### ZU LESENDER ARTIKEL
>>>

Corona-Folgen: Immer mehr Praxen machen dicht

25.3.2020, 14:00 Uhr
Corona-Folgen: Immer mehr Praxen machen dicht

© Foto: Daniel Karmann

Die Praxis des Veitsbronner HNO-Arztes Christian Welsch befindet sich seit Montag "bis auf Weiteres" im Notbetrieb. Patienten sollen sich in dringenden Fällen per Kontaktformular oder Mail melden. Via Facebook erklärt Welsch, er habe zumachen müssen, weil in seiner Praxis "elementare Dinge wie Mundschutz und Desinfektionsmittel zur Neige gehen".

Kein Einzelfall. Immer mehr Praxen machen vorübergehend dicht, weil sie unter Corona-Quarantäne stehen, Personal ausfällt und/oder ihnen die vorgeschriebene Schutzausrüstung ausgeht.


So bereitet sich Fürths Klinikum auf mehr Corona-Fälle vor


Beispiel Zahnärzte. Von 8000 Zahnarztpraxen in Bayern, sagt Leo Hofmeier, Sprecher der Kassenzahnärztlichen Vereinigung Bayerns (KZVB), seien "knapp 20 Prozent nicht mehr behandlungsfähig, sie mussten den Betrieb vorübergehend einstellen". Wegen Lieferengpässen geht die KZVB davon aus, dass sich die Lage in den kommenden Wochen zuspitzt. Aufschiebbare Behandlungen sollten daher vertagt werden, heißt es.

<<<

### GEGEBENE DATEN
>>>

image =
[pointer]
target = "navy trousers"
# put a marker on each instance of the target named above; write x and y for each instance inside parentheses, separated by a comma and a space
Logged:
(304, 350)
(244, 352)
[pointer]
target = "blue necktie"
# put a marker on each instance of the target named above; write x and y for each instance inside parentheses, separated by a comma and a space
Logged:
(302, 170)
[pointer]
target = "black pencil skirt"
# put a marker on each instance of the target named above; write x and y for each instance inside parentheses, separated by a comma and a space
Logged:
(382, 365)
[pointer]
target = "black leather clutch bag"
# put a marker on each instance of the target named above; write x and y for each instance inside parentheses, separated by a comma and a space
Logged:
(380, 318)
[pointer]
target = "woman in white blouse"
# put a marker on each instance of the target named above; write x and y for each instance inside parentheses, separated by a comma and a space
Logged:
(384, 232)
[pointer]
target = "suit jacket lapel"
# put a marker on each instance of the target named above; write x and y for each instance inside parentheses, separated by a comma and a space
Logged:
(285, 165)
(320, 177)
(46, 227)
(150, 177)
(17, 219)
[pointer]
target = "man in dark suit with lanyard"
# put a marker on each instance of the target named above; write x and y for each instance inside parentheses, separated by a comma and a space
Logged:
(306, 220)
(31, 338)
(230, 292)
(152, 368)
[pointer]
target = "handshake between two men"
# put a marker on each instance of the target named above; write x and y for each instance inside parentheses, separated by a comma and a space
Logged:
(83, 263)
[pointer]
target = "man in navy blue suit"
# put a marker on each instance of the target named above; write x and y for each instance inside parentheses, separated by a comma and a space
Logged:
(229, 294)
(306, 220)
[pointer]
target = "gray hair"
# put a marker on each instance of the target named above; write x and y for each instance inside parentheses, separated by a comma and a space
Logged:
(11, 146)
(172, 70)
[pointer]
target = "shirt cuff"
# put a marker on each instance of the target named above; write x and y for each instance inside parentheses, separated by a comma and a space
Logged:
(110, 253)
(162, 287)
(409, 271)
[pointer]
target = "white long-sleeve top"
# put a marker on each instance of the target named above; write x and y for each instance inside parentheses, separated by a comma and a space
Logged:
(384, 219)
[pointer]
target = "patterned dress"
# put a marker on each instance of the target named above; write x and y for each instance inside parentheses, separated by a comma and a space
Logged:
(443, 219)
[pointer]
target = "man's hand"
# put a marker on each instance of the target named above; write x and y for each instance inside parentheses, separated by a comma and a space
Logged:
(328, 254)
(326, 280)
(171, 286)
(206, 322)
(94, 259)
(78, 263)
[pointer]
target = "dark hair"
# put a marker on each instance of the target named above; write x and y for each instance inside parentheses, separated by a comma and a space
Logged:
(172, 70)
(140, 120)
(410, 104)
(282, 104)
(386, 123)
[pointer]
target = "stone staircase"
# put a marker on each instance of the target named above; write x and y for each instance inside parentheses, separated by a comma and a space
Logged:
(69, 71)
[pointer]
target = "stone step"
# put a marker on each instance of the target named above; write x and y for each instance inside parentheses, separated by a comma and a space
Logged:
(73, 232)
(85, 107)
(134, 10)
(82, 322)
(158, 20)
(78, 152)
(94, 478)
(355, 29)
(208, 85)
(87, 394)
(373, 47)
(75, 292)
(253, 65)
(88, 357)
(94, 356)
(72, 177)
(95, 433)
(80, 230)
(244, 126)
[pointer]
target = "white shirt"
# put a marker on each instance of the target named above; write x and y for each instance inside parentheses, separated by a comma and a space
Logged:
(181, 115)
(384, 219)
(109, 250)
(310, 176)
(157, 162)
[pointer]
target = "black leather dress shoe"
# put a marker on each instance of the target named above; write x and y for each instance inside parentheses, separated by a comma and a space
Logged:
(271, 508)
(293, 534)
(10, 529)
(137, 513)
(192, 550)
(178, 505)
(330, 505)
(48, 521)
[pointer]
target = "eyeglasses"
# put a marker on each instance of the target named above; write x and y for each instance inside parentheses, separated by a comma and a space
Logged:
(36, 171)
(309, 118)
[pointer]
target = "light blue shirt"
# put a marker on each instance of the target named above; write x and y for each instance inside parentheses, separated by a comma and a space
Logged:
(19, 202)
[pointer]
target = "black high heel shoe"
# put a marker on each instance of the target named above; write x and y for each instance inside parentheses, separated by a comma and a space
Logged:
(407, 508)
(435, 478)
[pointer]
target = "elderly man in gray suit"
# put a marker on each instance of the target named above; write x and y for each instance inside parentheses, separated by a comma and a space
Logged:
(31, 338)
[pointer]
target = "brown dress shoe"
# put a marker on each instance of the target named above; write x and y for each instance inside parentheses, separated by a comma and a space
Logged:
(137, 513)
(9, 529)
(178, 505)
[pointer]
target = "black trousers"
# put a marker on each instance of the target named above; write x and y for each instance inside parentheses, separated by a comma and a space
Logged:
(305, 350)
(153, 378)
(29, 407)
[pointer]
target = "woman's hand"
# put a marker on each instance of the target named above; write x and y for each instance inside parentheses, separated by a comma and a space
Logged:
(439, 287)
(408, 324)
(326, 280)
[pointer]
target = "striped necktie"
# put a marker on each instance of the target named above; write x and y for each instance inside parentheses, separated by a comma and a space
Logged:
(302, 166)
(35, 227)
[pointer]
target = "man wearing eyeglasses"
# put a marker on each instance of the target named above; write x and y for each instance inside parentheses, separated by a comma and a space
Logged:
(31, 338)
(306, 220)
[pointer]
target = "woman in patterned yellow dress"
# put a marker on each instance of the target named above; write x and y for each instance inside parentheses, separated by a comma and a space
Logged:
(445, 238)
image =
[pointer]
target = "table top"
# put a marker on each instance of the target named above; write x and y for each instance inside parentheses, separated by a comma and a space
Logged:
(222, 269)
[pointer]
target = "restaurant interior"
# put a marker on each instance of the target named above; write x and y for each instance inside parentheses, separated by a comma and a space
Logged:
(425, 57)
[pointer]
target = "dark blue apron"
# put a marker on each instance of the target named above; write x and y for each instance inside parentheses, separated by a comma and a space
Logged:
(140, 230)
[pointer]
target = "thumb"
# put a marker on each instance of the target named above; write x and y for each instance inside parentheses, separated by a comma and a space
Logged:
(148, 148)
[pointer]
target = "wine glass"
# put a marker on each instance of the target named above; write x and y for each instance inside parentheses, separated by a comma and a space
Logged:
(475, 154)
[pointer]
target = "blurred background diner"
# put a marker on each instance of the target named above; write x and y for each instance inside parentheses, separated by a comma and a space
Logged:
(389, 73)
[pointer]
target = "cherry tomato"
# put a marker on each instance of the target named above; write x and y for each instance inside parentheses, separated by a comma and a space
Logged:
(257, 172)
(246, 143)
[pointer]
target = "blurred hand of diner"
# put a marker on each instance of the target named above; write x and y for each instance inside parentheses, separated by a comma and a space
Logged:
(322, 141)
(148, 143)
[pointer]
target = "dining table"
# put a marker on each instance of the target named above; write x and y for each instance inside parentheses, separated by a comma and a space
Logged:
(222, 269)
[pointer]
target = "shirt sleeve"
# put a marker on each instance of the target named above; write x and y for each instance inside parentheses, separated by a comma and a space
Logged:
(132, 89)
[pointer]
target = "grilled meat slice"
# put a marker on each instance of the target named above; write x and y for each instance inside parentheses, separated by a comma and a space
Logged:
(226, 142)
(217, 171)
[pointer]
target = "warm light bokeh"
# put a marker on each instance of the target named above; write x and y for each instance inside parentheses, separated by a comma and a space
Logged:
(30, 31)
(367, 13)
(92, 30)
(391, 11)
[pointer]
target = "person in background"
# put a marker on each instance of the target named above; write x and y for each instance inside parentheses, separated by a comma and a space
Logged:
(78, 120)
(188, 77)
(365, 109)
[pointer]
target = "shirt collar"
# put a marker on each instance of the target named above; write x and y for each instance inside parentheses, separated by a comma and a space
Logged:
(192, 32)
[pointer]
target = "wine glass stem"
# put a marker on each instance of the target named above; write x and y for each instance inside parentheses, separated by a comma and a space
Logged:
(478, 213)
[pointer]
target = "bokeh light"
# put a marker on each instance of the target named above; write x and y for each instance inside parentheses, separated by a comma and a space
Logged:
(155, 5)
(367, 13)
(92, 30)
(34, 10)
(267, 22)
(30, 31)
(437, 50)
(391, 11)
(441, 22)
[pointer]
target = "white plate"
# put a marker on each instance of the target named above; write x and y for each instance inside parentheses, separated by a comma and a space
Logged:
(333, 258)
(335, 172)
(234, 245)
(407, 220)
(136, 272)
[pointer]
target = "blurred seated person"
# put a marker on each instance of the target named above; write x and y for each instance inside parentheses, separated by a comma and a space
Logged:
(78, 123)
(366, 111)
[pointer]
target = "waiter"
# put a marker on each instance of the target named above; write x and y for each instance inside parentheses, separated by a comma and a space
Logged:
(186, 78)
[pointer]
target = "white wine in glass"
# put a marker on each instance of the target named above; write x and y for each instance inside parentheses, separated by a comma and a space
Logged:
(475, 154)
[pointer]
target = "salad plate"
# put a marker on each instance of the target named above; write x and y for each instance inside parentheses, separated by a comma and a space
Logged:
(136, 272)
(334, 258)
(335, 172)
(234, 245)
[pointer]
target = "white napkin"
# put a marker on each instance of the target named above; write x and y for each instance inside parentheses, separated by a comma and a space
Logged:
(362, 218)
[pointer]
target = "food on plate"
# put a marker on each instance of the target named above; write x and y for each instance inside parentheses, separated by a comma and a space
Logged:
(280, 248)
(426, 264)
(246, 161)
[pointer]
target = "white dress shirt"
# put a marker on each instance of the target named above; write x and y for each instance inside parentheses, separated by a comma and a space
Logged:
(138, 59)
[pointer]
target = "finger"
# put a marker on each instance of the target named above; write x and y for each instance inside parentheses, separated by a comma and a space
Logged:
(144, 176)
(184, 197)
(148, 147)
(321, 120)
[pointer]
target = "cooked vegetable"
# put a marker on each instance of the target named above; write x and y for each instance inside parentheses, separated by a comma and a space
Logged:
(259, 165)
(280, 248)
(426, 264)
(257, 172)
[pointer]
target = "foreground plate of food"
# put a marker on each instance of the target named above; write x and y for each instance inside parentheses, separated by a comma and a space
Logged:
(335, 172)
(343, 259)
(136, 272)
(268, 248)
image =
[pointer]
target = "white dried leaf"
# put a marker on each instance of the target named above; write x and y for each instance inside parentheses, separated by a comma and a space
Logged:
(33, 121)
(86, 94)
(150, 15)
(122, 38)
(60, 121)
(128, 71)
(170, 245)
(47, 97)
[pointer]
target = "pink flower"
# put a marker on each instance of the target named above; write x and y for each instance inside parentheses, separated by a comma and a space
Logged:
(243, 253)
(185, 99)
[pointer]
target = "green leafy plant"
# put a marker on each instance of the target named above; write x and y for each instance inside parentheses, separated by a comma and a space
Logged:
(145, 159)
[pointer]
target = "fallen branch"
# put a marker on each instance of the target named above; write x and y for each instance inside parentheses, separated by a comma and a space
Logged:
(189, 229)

<<<

### AUFGABE 1
Beantworten Sie anhand des Artikels über geschlossene Praxen die folgenden Fragen.
(a) Seit welchem Tag befindet sich die Praxis von Christian Welsch im Notbetrieb?
(b) Wie viele Zahnarztpraxen gibt es laut Leo Hofmeier in Bayern?
(c) Welche Behandlungen sollten nach Angaben der KZVB vertagt werden?
### AUFGABE 2
Nennen Sie alle Gründe, aus denen laut dem Artikel immer mehr Praxen vorübergehend schließen.
### AUFGABE 3
Knüpfen Sie an den letzten Satz des Artikels über geschlossene Praxen an und schreiben Sie ihn weiter.
Das Material stammt aus einer anderen Quelle als der Artikel.

### ANTWORTFELD 1
(a) Seit Montag.
(b) 8000.
(c) Aufschiebbare Behandlungen.

### ANTWORTFELD 2
- Sie stehen unter Corona-Quarantäne.
- Personal fällt aus.
- Ihnen geht die vorgeschriebene Schutzausrüstung aus.

### ANTWORTFELD 3
Zugleich versichert die KZVB, die Versorgung der Bevölkerung sei sichergestellt. Seit Montag gebe es zusätzlich zum Notdienst am Wochenende einen neuen Notdienst unter der Woche. Er soll die Schmerzbehandlung von Menschen ohne Covid-19-Symptome sicherstellen. An dem neuen Service beteiligen sich in Fürth – Stand Dienstag – sechs Zahnärzte, in Erlangen neun.

Wem Zahnschmerzen zu schaffen machen, der soll zunächst telefonisch seinen Hauszahnarzt kontaktieren, rät die KZVB, und erst im zweiten Schritt den Notdienst aufsuchen. Eine Liste mit den Notdienst-Praxen findet sich im Internet auf der Seite www.kzvb.de.

Auch bei der Kassenärztlichen Vereinigung Bayerns (KVB) höre man "verstärkt" von Schließungen wegen fehlender Schutzausrüstung, bestätigt KVB-Sprecher Axel Heise. "Der Mangel wird von Tag zu Tag größer." Um wie viele Praxen es sich handelt, werde aktuell ermittelt, sagt Heise und betont, man habe es mit einer "absoluten Ausnahmesituation" zu tun, in der die medizinische Versorgung "weder ambulant noch stationär im gewohnten Maße für die Patienten bereitstehen" könne.

 

Kein Zwang für Mediziner

 

Solange keine Schutzausrüstung in ausreichendem Maße geliefert wird, so Heise weiter, könne die KVB keinen Arzt zwingen zu behandeln. Sollte sich der Mediziner nämlich mit dem Coronavirus infizieren, falle er zur Behandlung der Patienten aus, weil er vom Gesundheitsamt unter Quarantäne gestellt würde.

Von den zehn Millionen Atemschutzmasken, die Bundesgesundheitsminister Jens Spahn angekündigt hat, ist bei der KVB laut Heise noch keine angekommen. Man hoffe, dass sich das bald ändert. "Ob Praxen großflächig schließen werden, hängt sehr stark an dieser Frage." Unterdessen berichtet das Nachrichtenmagazin Der Spiegel, wegen einer Panne bei einer Lieferung aus Kenia seien sechs Millionen Corona-Schutzmasken plötzlich spurlos verschwunden.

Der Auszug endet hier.